STATED EXERCISE: Copy out all of the material, matching it word for word.

** Start WORKING DATA **

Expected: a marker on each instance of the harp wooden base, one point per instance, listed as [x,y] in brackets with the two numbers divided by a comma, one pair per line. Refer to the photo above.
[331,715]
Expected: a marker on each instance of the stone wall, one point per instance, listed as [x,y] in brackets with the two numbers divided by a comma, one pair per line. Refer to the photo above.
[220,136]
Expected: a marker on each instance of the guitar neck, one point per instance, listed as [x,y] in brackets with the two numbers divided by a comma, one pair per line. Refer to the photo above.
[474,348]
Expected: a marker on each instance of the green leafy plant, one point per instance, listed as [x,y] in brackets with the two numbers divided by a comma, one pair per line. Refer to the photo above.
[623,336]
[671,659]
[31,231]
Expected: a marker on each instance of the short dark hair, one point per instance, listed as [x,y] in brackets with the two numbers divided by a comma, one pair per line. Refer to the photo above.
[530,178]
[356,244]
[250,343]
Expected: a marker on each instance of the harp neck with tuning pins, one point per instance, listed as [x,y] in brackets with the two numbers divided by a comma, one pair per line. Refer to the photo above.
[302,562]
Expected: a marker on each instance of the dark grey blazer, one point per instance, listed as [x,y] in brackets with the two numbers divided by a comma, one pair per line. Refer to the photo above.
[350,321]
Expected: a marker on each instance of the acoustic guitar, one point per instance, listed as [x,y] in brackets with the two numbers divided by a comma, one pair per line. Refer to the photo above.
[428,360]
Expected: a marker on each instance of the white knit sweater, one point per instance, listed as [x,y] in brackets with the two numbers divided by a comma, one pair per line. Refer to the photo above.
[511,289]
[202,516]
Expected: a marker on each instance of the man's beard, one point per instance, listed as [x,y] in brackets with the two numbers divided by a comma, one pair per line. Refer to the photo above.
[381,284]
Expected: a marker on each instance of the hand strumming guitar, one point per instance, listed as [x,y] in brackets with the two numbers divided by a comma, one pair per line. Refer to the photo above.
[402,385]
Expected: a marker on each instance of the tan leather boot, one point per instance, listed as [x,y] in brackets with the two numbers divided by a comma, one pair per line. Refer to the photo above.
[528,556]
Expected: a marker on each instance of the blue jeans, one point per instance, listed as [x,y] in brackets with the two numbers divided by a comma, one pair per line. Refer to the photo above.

** End WORKING DATA **

FINISHED ANSWER:
Expected: a marker on each instance of the harp wooden base, one point per instance, listed as [x,y] in brackets with the two numbers divided by a comma, one pair per line. Refer to the photo above.
[331,715]
Expected: a marker on each instance of the stone wall, one point per instance, listed as [x,y] in brackets with the two numbers divided by a comma, one pair per line. Refer to the photo above.
[220,136]
Expected: a marker on each instance of the guitar neck, one point per instance, listed as [x,y] in brackets with the two numbers divided by a comma, one pair per line. Refer to the photo above.
[474,348]
Expected: a marker on each instance of the green leafy plant, one point per instance, listed as [x,y] in brackets with the two numbers divided by a comma, one pair per line. Refer to the photo above.
[623,336]
[671,659]
[31,231]
Expected: a marker on each instance of the short dark hair, one point per instance, listed as [x,y] in brackets with the two numbers divided by a comma, one pair per line. Refer to the photo above.
[530,178]
[356,244]
[250,343]
Expected: a marker on each instance of the harp neck with tuning pins, one point per instance, listed as [x,y] in brackets with the two numbers divided by a comma, one pair per line. Refer to the photo above.
[302,562]
Expected: a marker on each instance of the dark grey blazer, one point per instance, listed as [x,y] in brackets with the two numbers divided by a comma, one pair per line. Refer to the photo above.
[350,321]
Expected: a marker on each instance of the acoustic guitar, one point per instance, listed as [x,y] in brackets with the two numbers divided by a comma, one pair per line. Refer to the photo above.
[428,360]
Expected: a marker on each instance of the white knit sweater, one point per instance, listed as [x,y] in brackets with the two numbers divided by a comma, one pair per line. Refer to the photo above.
[511,289]
[202,516]
Expected: a marker on each instance of the man's beard, one point per instance, listed as [x,y] in brackets with the two numbers divided by a comma, one pair per line. Refer to the photo above.
[381,284]
Expected: a marker on each instance of the hand strumming guitar, one point per instance, listed as [x,y] in brackets with the two numbers divided by a comma, one pair per line. Refer to the photo above.
[402,385]
Expected: a marker on each instance of the tan leather boot, one point per instance, listed as [x,y] in brackets with the two numbers divided by a comma, one pair per line. Refer to the photo above.
[528,556]
Expected: a marker on each instance of the blue jeans, one point per instance, listed as [x,y] in brackets with the two numbers divided by a comma, one pair per line. Refer to the photo above.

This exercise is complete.